- ЦЕЛЬ ЗАДАНИЯ: Перепишите все строки ниже, заменив "Query" на "Label" и оставив всё остальное без изменений.

- ИСХОДНЫЕ ДАННЫЕ:
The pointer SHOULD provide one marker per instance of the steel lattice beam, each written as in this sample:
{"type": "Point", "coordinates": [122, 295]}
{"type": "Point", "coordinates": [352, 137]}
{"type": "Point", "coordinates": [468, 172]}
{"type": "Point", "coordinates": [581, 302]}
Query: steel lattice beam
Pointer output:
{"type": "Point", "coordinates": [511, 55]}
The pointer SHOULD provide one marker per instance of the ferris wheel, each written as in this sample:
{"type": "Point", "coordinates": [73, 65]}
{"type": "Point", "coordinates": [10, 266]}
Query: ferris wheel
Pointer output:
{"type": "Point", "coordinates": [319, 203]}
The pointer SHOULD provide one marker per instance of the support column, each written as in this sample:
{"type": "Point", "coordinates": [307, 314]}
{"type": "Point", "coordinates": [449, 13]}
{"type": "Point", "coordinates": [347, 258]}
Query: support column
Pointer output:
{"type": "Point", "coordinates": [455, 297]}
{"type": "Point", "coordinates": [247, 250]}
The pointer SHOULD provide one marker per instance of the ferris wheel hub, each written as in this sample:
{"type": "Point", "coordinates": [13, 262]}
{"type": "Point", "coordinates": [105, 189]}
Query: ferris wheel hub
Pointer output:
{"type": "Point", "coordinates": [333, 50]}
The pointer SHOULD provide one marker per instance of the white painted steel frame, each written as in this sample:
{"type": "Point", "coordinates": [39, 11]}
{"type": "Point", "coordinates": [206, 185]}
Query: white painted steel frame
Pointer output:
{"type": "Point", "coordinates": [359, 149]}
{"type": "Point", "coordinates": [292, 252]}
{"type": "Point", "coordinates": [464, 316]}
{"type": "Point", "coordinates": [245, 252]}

- РЕЗУЛЬТАТ ЗАДАНИЯ:
The pointer SHOULD provide one marker per instance of the steel lattice beam, each written as in this sample:
{"type": "Point", "coordinates": [122, 295]}
{"type": "Point", "coordinates": [352, 137]}
{"type": "Point", "coordinates": [468, 172]}
{"type": "Point", "coordinates": [581, 302]}
Label: steel lattice beam
Pointer output:
{"type": "Point", "coordinates": [511, 55]}
The pointer SHOULD provide one marker per instance of the ferris wheel, each written as in this sample:
{"type": "Point", "coordinates": [73, 65]}
{"type": "Point", "coordinates": [10, 266]}
Label: ferris wheel
Pointer output:
{"type": "Point", "coordinates": [319, 203]}
The pointer SHOULD provide one marker per instance of the support column, each written as in this sample:
{"type": "Point", "coordinates": [307, 314]}
{"type": "Point", "coordinates": [449, 13]}
{"type": "Point", "coordinates": [347, 258]}
Label: support column
Pointer output:
{"type": "Point", "coordinates": [455, 297]}
{"type": "Point", "coordinates": [247, 250]}
The pointer SHOULD provide one marker per instance of the ferris wheel hub, each written as in this sample:
{"type": "Point", "coordinates": [13, 262]}
{"type": "Point", "coordinates": [105, 189]}
Label: ferris wheel hub
Pointer output:
{"type": "Point", "coordinates": [333, 50]}
The pointer SHOULD provide one marker per instance of the white painted steel frame, each written as in this sample:
{"type": "Point", "coordinates": [39, 11]}
{"type": "Point", "coordinates": [206, 185]}
Label: white painted steel frame
Pointer output:
{"type": "Point", "coordinates": [359, 149]}
{"type": "Point", "coordinates": [292, 252]}
{"type": "Point", "coordinates": [464, 316]}
{"type": "Point", "coordinates": [245, 252]}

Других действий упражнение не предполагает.